Data for this task:

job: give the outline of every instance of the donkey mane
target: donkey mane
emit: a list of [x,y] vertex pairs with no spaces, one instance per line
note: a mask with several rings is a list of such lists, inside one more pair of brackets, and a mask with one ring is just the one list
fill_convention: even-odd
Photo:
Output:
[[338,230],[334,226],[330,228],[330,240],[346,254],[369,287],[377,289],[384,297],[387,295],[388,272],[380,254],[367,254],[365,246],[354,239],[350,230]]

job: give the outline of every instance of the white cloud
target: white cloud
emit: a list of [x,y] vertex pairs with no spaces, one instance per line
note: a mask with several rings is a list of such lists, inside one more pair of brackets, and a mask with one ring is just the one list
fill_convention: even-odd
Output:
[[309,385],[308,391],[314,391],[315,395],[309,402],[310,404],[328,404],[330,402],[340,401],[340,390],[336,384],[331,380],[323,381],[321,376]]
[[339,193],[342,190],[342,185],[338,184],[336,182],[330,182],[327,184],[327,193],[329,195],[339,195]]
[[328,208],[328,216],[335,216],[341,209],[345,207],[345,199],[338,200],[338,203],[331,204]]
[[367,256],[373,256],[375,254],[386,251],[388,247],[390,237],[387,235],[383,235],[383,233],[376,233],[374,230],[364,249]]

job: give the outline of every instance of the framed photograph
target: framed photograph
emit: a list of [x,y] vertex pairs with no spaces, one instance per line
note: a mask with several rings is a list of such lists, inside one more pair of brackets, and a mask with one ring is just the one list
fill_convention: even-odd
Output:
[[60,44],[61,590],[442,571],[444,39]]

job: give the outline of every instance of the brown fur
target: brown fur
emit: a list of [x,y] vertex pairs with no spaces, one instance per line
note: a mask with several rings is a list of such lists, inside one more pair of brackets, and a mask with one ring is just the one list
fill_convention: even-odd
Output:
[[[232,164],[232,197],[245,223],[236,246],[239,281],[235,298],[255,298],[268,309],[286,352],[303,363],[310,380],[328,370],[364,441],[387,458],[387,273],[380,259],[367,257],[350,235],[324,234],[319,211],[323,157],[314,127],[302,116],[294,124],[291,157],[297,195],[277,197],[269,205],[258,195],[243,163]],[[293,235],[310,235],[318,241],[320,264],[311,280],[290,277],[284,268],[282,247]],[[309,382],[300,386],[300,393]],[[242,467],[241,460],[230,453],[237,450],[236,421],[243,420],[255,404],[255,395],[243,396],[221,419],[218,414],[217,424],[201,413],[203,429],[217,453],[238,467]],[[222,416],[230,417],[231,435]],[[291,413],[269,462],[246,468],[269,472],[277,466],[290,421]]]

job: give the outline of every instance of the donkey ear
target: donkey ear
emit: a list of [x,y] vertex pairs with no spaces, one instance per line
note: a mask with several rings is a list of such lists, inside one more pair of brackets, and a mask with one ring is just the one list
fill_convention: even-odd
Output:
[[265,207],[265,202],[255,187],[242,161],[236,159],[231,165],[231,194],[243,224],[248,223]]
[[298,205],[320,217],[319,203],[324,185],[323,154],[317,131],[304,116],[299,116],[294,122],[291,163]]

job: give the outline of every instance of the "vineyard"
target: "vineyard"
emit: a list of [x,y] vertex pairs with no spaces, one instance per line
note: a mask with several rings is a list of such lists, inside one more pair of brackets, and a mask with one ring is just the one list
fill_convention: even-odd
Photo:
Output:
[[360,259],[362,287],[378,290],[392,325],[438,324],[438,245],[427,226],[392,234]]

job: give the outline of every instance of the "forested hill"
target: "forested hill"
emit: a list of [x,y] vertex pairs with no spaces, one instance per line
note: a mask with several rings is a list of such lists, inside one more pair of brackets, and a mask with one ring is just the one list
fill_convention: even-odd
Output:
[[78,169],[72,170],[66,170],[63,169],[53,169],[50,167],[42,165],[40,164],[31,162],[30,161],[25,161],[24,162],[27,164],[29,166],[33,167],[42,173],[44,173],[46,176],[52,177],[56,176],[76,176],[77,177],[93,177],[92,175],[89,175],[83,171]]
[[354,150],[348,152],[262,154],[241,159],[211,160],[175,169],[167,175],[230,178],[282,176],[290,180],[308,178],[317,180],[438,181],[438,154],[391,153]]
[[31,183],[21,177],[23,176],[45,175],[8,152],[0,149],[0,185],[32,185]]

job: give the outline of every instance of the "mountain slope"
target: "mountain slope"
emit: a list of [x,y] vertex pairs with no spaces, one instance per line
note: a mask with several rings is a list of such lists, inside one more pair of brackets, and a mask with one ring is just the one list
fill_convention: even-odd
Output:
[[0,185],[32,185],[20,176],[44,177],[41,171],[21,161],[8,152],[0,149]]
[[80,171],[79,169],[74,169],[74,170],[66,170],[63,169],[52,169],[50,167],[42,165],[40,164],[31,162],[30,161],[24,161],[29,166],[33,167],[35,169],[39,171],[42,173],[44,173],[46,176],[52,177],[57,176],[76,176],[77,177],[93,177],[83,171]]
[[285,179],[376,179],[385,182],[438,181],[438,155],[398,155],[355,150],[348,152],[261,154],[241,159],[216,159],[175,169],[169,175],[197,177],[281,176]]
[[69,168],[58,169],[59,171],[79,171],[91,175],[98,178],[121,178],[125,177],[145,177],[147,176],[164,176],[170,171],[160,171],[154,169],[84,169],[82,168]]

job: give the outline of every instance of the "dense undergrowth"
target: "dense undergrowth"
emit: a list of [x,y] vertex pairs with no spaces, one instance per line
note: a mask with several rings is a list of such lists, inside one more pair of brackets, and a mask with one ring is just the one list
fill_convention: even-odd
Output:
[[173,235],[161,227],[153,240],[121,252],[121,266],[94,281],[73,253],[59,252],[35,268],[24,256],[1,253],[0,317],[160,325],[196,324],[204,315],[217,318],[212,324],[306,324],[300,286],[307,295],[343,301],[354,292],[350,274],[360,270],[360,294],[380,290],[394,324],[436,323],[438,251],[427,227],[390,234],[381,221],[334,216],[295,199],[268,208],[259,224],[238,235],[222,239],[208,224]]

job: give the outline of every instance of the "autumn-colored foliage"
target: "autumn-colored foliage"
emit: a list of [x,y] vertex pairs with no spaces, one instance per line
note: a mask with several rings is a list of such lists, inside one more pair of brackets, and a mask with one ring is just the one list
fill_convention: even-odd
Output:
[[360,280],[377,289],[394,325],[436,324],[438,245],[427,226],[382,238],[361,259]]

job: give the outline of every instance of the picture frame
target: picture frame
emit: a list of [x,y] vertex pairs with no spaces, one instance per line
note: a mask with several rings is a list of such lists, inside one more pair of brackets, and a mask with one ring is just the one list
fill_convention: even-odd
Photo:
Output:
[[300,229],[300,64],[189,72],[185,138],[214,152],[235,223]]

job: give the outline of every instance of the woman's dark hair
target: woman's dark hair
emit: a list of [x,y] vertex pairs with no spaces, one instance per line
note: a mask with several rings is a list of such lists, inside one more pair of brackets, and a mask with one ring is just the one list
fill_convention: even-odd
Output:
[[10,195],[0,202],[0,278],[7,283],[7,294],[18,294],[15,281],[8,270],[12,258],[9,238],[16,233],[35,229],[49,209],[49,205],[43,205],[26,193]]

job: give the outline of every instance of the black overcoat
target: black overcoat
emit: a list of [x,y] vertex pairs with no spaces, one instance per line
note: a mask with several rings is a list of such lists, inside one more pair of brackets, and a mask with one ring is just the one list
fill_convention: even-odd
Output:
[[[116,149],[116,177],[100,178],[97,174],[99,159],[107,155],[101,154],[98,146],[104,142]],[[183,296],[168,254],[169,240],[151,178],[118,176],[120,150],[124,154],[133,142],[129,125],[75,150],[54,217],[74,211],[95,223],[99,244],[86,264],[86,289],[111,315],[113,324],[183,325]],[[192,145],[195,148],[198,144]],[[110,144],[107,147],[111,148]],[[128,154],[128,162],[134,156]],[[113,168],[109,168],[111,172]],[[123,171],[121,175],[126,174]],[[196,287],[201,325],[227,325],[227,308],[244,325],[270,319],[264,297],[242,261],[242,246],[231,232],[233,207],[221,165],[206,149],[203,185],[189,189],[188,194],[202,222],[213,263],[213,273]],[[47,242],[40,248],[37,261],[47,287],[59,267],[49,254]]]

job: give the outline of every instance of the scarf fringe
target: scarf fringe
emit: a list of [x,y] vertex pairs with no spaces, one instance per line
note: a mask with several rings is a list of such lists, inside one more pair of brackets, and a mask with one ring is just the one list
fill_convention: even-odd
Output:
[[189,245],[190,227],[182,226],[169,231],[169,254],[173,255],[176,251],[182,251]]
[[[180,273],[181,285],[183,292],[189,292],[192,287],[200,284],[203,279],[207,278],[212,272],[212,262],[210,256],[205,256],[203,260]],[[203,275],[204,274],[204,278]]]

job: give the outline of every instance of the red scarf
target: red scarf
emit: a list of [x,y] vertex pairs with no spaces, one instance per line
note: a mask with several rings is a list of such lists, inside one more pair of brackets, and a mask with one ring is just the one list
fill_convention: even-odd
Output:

Exercise goal: Copy out the rows above unchanged, from the line with "job: give the outline of every instance of the framed" to the line with "[[60,44],[61,590],[442,571],[444,39]]", including both of those lines.

Response to this task:
job: give the outline of every instance of the framed photograph
target: framed photograph
emit: a list of [x,y] vertex pairs with no spaces, one instance per line
note: a mask with several rings is a list of such lists, inside one more pair of brackets, and a mask with one ring is just the one list
fill_convention: even-odd
Output:
[[60,44],[61,590],[442,571],[444,39]]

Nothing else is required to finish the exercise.